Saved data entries

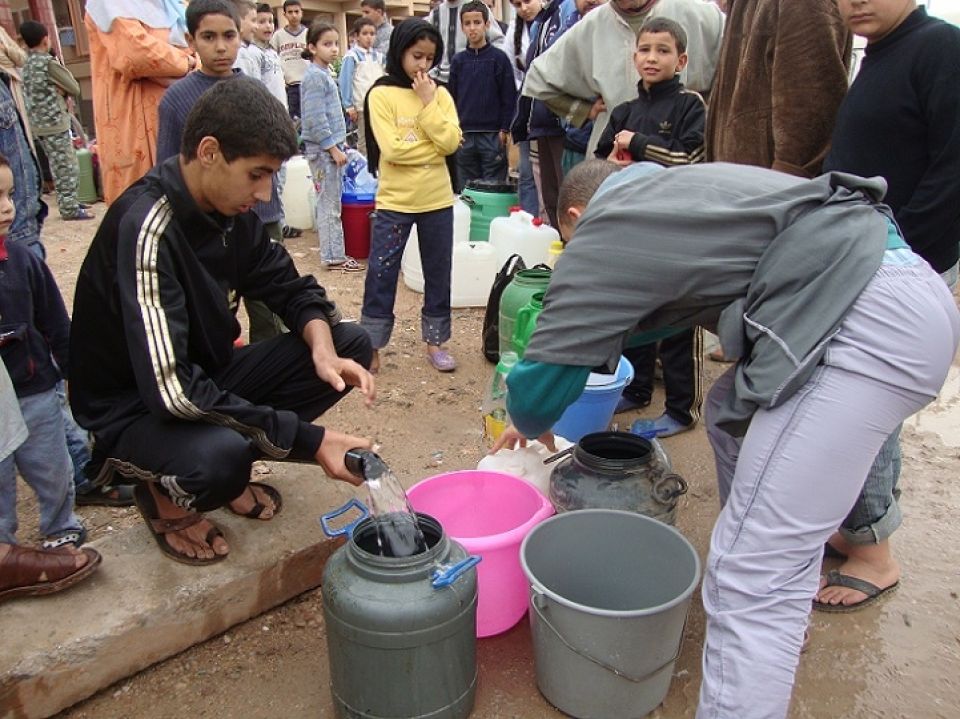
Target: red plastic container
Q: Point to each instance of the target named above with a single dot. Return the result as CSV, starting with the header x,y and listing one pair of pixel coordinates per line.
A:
x,y
355,217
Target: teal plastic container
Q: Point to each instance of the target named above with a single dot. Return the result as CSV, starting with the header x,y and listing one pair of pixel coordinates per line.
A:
x,y
86,188
526,323
487,201
524,285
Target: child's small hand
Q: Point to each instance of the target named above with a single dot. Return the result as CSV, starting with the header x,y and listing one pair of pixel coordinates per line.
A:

| Stated problem |
Please convert every line of the material above into a Markdown table with the columns "Number" and "Line," numbering the rows and skipping blank lines. Leave the pictures out.

| Completed task |
| Number | Line |
|---|---|
| 1 | Target: red plastic container |
| 2 | Q: Point to each instance of the target named above with a single dot. Return the result as CSV, starting with the header x,y and listing one pair of pixel coordinates per line. |
| 3 | A: |
| 4 | x,y |
| 5 | 355,217 |
| 6 | Target: teal plastic container |
| 7 | Q: Point to each instance of the target named above with a single dot. Return the result as CSV, starting with the header x,y and listing one pair of pixel coordinates per line. |
| 8 | A: |
| 9 | x,y |
| 10 | 86,188 |
| 11 | 526,323 |
| 12 | 487,201 |
| 13 | 524,285 |
| 14 | Target: child's small hand |
| 15 | Q: Point to each instance of the target named above with a single dot. Return the result as CSV, starting with the header x,y and listing one pair of pixel coordinates per line. |
| 16 | A: |